Tarefa
Segundo o excerto, por volta de que verso muda o tom das redondilhas de Babel e Sião analisadas por Miguel Tamen?
╭─ Excerto
Neste ensaio, Gustavo Rubim chama a atenção, entre outras coisas, para o facto de o poema “A missão das folhas”, de Ruy Belo, depender da sua emissão. Este poema diz menos da missão das folhas propriamente dita que dos “seus quatro escassos, mas insubstituíveis, versos.”
Em “A Segunda Tentativa”, Miguel Tamen analisa as famosas redondilhas de Babel e Sião de Camões e faz notar que, não obstante a evidente mudança de tom por volta do verso 201, há algo que permanece inalterado ao longo de todo o poema. Contra a tendência geral da exegese camoniana, Tamen sugere que a distinção entre dois tipos de poesia que é ensaiada no poema só pode ser descrita recorrendo aos disparates babélicos dos quais o poeta se pretende desfazer e que, por isso, da palinódia não se segue a expiação. A segunda tentativa, conclui, não só não redime o poeta dos erros da primeira como apenas consegue que neles reincida.
Num dos capítulos de Anticrítico – Ensaios, José Blanc de Portugal, depois de apresentar a sua teoria sobre interpretação de poesia, dá exemplos de como a pôr em prática. O primeiro consiste na análise de um soneto de Jorge de Sena. Neste ensaio, propõe um método de “dissecar” poemas que consiste em passá-los, em primeiro lugar, para prosa, numa tentativa de tornar inteligível a complexidade sintática do soneto em causa, e em fazer depois uma paráfrase possível para o sentido de cada verso.
Num dos capítulos de A Magia que tira os Pecados do Mundo, Alberto Pimenta analisa um poema de António Botto dando particular atenção às relações numéricas que o constituem (número de estrofes, de versos, de sílabas). Como explica, trata-se de uma canção na qual o plano rítmico, que a divide estroficamente ao meio, se cruza com o plano melódico, que a divide por sua vez em três partes. Esse cruzamento é determinante, pois antecipa formalmente aquilo a que depois a canção procura dar representação. Como Alberto Pimenta mostra, o lado arquitectónico do poema não é de todo aleatório, e a representação do amor, ou antes a representação da forma em que ele se apresenta (o encontro amoroso dá-se depois do desejo rechaçado e antes da inevitabilidade do cansaço), não se faz neste poema sem o auxílio precioso da engenharia do verso.
╰─
╭─ Material recolhido
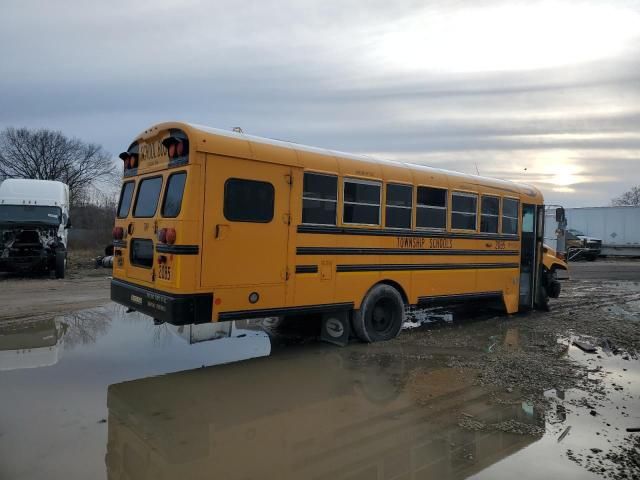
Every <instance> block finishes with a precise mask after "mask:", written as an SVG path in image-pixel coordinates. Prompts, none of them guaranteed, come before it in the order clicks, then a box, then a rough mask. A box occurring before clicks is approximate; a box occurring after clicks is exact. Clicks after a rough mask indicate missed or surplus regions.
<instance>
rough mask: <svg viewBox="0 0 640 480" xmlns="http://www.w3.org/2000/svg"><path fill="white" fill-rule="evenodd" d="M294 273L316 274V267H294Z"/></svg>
mask: <svg viewBox="0 0 640 480" xmlns="http://www.w3.org/2000/svg"><path fill="white" fill-rule="evenodd" d="M296 273H318V266H317V265H296Z"/></svg>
╰─
Resposta
Por volta do verso 201.